## Problem to work on
Without the images, output every record exactly as it appears.

Point-per-instance localization data:
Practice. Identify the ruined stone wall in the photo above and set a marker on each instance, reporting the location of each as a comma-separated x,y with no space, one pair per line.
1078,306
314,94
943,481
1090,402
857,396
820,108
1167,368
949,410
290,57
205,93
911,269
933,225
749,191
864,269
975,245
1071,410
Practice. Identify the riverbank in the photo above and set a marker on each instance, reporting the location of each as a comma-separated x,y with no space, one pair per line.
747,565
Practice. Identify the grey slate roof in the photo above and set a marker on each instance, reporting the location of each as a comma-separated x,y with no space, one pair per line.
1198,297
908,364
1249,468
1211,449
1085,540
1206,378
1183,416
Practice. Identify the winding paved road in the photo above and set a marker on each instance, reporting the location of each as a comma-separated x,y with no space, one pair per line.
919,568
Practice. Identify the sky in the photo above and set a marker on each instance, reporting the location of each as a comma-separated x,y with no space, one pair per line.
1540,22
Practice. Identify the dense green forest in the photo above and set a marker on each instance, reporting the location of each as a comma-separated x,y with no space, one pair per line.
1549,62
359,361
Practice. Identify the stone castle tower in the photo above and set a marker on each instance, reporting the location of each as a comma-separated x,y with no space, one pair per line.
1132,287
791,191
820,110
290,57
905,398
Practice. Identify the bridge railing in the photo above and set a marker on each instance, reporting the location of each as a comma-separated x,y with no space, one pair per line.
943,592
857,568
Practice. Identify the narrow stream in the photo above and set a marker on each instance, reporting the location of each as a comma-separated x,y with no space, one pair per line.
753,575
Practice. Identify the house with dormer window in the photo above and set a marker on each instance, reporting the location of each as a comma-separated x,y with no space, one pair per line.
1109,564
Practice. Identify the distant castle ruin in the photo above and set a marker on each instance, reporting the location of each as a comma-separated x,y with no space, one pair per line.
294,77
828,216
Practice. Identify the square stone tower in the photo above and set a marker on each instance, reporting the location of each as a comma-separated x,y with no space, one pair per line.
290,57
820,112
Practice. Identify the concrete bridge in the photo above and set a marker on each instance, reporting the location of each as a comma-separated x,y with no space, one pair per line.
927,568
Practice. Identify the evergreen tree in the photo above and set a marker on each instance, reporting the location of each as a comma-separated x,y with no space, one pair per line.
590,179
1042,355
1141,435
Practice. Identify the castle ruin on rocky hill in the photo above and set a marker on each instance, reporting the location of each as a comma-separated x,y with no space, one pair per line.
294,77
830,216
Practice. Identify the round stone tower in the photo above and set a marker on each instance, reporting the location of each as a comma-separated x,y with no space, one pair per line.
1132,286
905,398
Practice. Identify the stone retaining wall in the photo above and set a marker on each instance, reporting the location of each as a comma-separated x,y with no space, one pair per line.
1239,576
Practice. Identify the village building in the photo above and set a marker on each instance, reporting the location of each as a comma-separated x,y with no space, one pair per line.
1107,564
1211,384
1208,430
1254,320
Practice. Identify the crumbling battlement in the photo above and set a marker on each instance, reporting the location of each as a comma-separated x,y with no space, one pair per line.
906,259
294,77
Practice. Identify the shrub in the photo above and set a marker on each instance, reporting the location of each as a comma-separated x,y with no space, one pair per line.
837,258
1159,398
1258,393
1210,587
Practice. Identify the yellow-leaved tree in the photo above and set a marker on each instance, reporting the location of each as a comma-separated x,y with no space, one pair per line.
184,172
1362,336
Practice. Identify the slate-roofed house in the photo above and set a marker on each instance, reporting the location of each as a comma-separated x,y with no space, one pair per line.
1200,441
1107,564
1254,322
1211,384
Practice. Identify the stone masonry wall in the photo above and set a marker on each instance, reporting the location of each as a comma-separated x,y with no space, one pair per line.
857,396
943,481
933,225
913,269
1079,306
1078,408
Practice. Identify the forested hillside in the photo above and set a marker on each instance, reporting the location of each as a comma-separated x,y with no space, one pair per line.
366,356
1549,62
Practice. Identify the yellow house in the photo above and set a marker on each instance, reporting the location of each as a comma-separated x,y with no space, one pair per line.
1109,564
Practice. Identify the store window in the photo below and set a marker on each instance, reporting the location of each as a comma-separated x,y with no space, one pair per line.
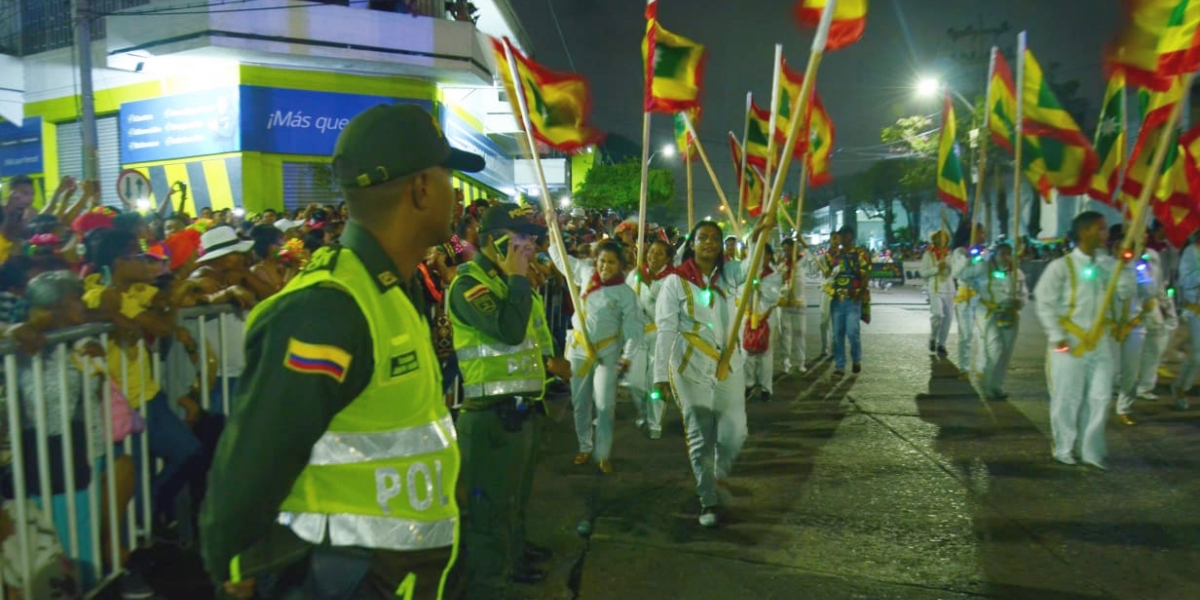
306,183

## Your solution
Practice. Identify the ruined stone wall in the photo above and set a marker on each instance, reporting the location of each as a comma-separated x,y with no space, one pair per line.
1078,306
314,94
943,481
1090,402
857,396
820,108
1167,368
949,410
290,57
205,93
911,269
933,225
749,191
864,269
975,245
1071,410
Practice. Identify the riverbank in the photo above and set a marker on each instance, reporting the location of each as a comma-separated x,y with no space, one pair per line.
747,565
Practice. Identify the grey slate roof in the photo above and set a marker on each instance, reporting the location of each as a comma-separated x,y with no space, one pair per line.
1198,297
908,364
1249,468
1211,449
1085,540
1206,378
1183,416
Practice. Identify the winding paved road in the photo above and set a marker on each instance, reporting the location of each as a comma-separated x,y with no space, one pair per line.
919,568
Practice. Identify the sky in the photo above and set a marker on each instance, reporting the location of each as a comma-separated x,y with no space, one pair per line.
1540,22
Practice. Identify the dense green forest in the photo above and set a marker on each instance, reporting the location of each as a comma-separated x,y with no space, one pair per line.
1549,62
359,361
Practice. Identify the stone castle tower in the photo above and set a marker on each instance, reporting the location of each as a comma-separated x,y with no space, one pair per line.
1132,287
791,191
820,110
290,57
905,398
Practice. Identify the bridge railing in the photo above and set a marker on each instance, reporting the location of each as a comma-separated x,y with no space, one pair per line.
943,592
857,568
Practice. Identify the narrow stream in the photo above and set a marker on each instance, reporting the location of each as a comma-separated x,y with no space, one pair per line.
753,575
Practice. Identify the house with dormer window in the photo above and set a marker on each instance, reporting the location of each as a comma-separated x,y with no space, one pair per line.
1109,564
Practice. Identify the distant castle ruin in the photo above and set a marker on each instance, reporting the location of each as a comma-separated x,y with no space, one pair per line.
294,77
828,216
Practice. Identify the square stone tower in the photo above and set a marker on each instance, reporting the location of each as a comma-separated x,y with no space, one pair per line.
290,57
820,112
Practice. Identify the concrete bridge in the photo above and set a marker on each instance, reporting the location of each as a comma-separated x,y with no space, one pair per line.
927,568
Practice. Identify the evergreen tree in the photo above and set a marker on each instance, reporting the location of each as a comma-separated x,y with no space, one pair per line.
590,179
1042,355
1141,435
Practice. Identify the castle ruin on rocky hill in the photo above and set a marker on each instance, reporting the location of each as a comma-separated x,y with no space, one pair per line.
294,77
830,216
Practice. Identify the round stone tower in the photo above and set a marker on each instance, reporting the location of each as a comma-separated x,y with no space, one pair per line.
1132,286
905,398
Practice. Identify the stone retaining wall in the photo above and set a marker on each instance, reporting the location of each as a comma-separated x,y with no space, one pair per line.
1239,576
Practice. Identify the village building in the photo above and set a marker on each instance, reporting the location of each as a comma-separated x,y with no space, one pair per line.
1107,564
1211,384
1208,430
1254,320
Practice. Identify the crumbling battlement in the photo above and set a marker on each instance, reporting the location of each as a comma-separated x,y with no space, one pair per line.
906,259
294,77
Practice. Identify the shrub in the photo above and set a marker on each instance, reporting the location of each as a comma-separated x,y with no space, one pair per line.
837,258
1159,398
1258,393
1210,587
Practice. Identify the yellow-leaved tree in the photo above and set a marker on each instance, reporting the location of each as a comma-separated x,y with no space, one pair per line.
184,172
1362,336
Practice. Identify the slate-roofed house in the photo above and set a marker on each instance, reporting the location of each as a comma-separated x,y with no space, one pair per line.
1200,441
1107,564
1254,322
1211,384
Practice. Identify the stone masonry wall in the photo above and set a marker on each instance, reporting the location of each as a comma-separated x,y with no space, one pair per line.
857,396
943,481
933,225
913,269
1079,306
1078,408
Practice. Identify the forested hillside in the photo above and set a marker on each instance, reporting the location of each as a comma-separated x,y with no space, one pair per line.
366,356
1549,62
Practice. Identify the yellow house in the photo above and set a marker on each instance, reporting the location of each as a comma-separated x,y with no space, one pair per line.
1109,564
Practice. Identify the store window in the photo below and set a marker on each instance, reporting the location of each as a comma-separated x,y with no space, one pair per line.
306,183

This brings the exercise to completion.